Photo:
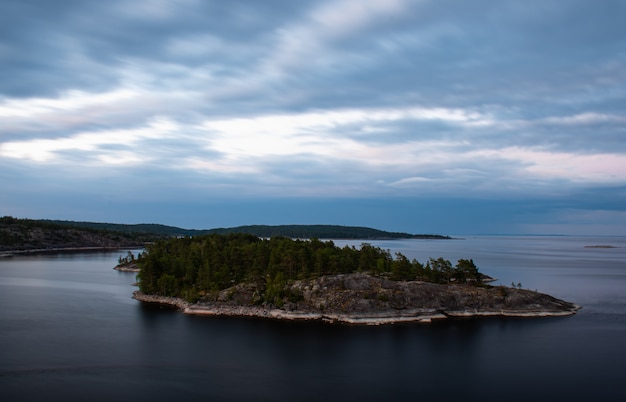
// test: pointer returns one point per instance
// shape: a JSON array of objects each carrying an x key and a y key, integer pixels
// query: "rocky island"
[
  {"x": 282, "y": 278},
  {"x": 364, "y": 299}
]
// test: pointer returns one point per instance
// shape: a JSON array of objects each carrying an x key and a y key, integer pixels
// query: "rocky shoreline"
[{"x": 367, "y": 300}]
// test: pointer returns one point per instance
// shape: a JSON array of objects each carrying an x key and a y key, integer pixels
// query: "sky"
[{"x": 448, "y": 117}]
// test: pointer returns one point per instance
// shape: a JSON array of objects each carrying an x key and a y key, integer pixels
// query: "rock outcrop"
[{"x": 365, "y": 299}]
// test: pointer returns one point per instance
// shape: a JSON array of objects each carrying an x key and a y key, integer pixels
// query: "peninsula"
[{"x": 282, "y": 278}]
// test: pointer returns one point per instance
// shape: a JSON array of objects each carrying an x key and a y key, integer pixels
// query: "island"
[
  {"x": 27, "y": 236},
  {"x": 308, "y": 279}
]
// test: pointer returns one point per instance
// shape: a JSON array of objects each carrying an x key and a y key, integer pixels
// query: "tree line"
[{"x": 201, "y": 266}]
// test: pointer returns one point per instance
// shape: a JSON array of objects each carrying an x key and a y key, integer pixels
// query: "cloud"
[{"x": 373, "y": 99}]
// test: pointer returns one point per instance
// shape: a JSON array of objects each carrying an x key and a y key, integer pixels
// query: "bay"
[{"x": 69, "y": 330}]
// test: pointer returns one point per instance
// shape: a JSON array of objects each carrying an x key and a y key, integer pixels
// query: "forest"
[{"x": 199, "y": 267}]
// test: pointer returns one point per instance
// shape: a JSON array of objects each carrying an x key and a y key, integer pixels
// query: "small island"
[{"x": 295, "y": 279}]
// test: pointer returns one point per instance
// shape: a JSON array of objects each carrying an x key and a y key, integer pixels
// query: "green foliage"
[{"x": 201, "y": 266}]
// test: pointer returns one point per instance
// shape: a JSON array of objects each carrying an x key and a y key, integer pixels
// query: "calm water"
[{"x": 69, "y": 330}]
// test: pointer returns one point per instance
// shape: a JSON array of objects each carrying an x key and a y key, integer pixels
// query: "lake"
[{"x": 69, "y": 330}]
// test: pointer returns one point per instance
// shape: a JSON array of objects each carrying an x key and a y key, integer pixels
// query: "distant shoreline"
[{"x": 11, "y": 253}]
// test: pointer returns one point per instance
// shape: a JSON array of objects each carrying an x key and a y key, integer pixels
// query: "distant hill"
[
  {"x": 34, "y": 235},
  {"x": 322, "y": 232},
  {"x": 30, "y": 234},
  {"x": 293, "y": 231}
]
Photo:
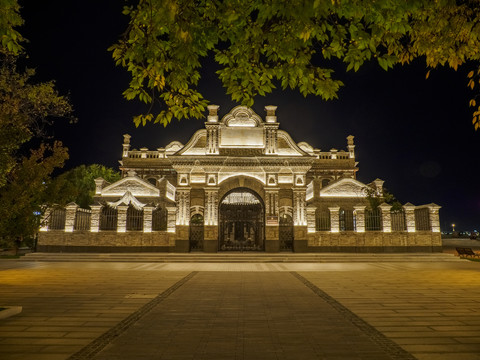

* * * *

- [WORK ORDER] All of the records above should be returned exactly, though the pictures should not.

- [SOLUTION TO THE EXERCISE]
Photo:
// test: pointer returns one point per instance
// shape: a JSON array of objects each carrying an x key and a y key, integer pixels
// query: "rocky island"
[
  {"x": 282, "y": 278},
  {"x": 364, "y": 299}
]
// test: pointer returns one point per instance
// shape: a JSON array of objects each carrying an x key and a y key, integer pixels
// query: "rocky shoreline"
[{"x": 367, "y": 300}]
// test: pointer returns one point per instance
// shape: a JSON array of objects each carrying an x key and a y key, integer pixels
// query: "sky"
[{"x": 448, "y": 117}]
// test: pointer returns one point per instance
// shape: a JSON array of objects each carrying an x key and a y key, integer pixels
// query: "rock outcrop"
[{"x": 365, "y": 299}]
// test: pointer returns one point per instance
// shape: a JSON array of objects each carrying an x key and a y key, integer pixels
// query: "peninsula"
[{"x": 282, "y": 278}]
// test: pointer returns one point per instance
// shape: a JSON array of objects each carrying an x key and a y key, integer pixels
// query: "island"
[
  {"x": 27, "y": 236},
  {"x": 308, "y": 279}
]
// test: pointer returns one point per instance
// shape: a JSON array of objects each carrying an x key and a y key, integer pixels
// query: "tree line"
[{"x": 201, "y": 266}]
// test: pointer returns one point per instance
// shape: a JSON array of objects each carrying an x key and a y key, integer pixels
// query: "cloud"
[{"x": 373, "y": 99}]
// test: pointer returns one point per instance
// shape: a JSON array of objects each carrying an x key and a y key, integer pixels
// query: "bay"
[{"x": 69, "y": 330}]
// test: pointer returns one point per instance
// shape: a JSON array of objects each carrying an x key and a y key, integer pixels
// query: "forest"
[{"x": 199, "y": 267}]
// test: pointer returns one point per instance
// shape: a JSON array of objects each carrying an x key and a y key, integer pixels
// query: "small island"
[{"x": 295, "y": 279}]
// test: pointer returns one point per instance
// shape: a JSON array of objects each carrying an x key and a y key, integer pixels
// query: "green foliage"
[{"x": 201, "y": 266}]
// test: pointer returns one point per instance
// shape: a JSON array of objects each carrying an x key and a y key, integer pixels
// query: "calm water"
[{"x": 69, "y": 330}]
// test: pointer returns one point per instance
// shape: a JSON array of objects each carrying an x key and a y key, integer pixels
// query: "lake"
[{"x": 69, "y": 330}]
// test: pointer returns one point per instance
// shape: a JSON array of objects each carrying an x key and a y key, integer pixels
// query: "distant shoreline"
[{"x": 11, "y": 253}]
// test: pointer returns one point per instance
// shape: a JSON array of objects each carrying an x key and a y key, integer pixels
// query: "distant hill"
[
  {"x": 34, "y": 235},
  {"x": 322, "y": 232},
  {"x": 30, "y": 234},
  {"x": 293, "y": 231}
]
Photo:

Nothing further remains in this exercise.